-- TASK DETAILS --
Set down the part of the Pikes Peak trail article from "For mountain bikers, the" to "Ute Valley Park." word for word.

September 26, 2017

Long-dreamed Pikes Peak trail set for construction

By: Seth Boster

After many years of dreaming, planning and waiting, outdoors enthusiasts expect machines next month to enter an unrealized quadrant of Pikes Peak, where the trail known as Missing Link will be built.

“It’s been very frustrating in that we’ve had to jump through a ton of hoops to get here, but I think the end product will be worth the wait,” said Eric Vaillancourt with Medicine Wheel Trail Advocates, the local mountain bike group that’s worked on the project with city parks and landowner Colorado Springs Utilities.

The final hoop – advocates have their fingers crossed, at least – was last week acquiring a stormwater permit from the Colorado Department of Public Health and Environment. Earlier this summer, Medicine Wheel was approved for $80,000 from the state’s Non-Motorized Trails Grant program, capping the nonprofit’s $120,000 fundraising goal.

Fort Collins-based Singletrack Trails has been selected to construct the 4-mile path along Pikes Peak’s South Slope. Builders are scheduled to spend 3 1/2 weeks in October on the officially named Lake Moraine Trail.

Should weather in the high-alpine territory halt the job, the plan would be to finish in the spring, Vaillancourt said. Either way, he said, the expectation is to have an opening ceremony at some point that season.

Signs are to be posted at each of the trail’s access points: at Mountain View, just before Barr Camp on the way up Pikes Peak, and at Trail 667 in the area known as Jones Park, reached from North Cheyenne Cañon Park.

“Those are essentially gonna make trail users aware of what they’re in for,” Vaillancourt said of the signs, “that there aren’t any real authorized bailout points, and to only embark on the trail if you’re prepared for a remote, primitive experience above 10,000 feet.”

For mountain bikers, the anticipation has reached beyond Colorado Springs; the vision is for the ride to be among the most epic in the West. Singletrack Trails is also behind beloved trails in Fruita as well as local favorites in Red Rock Canyon Open Space and Ute Valley Park.

-- GIVEN MATERIAL --
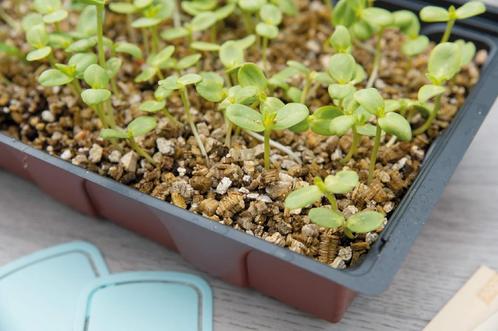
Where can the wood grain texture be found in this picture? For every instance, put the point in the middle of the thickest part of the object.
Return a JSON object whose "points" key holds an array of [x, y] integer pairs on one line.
{"points": [[461, 235]]}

-- WORKED SOLUTION --
For mountain bikers, the anticipation has reached beyond Colorado Springs; the vision is for the ride to be among the most epic in the West. Singletrack Trails is also behind beloved trails in Fruita as well as local favorites in Red Rock Canyon Open Space and Ute Valley Park.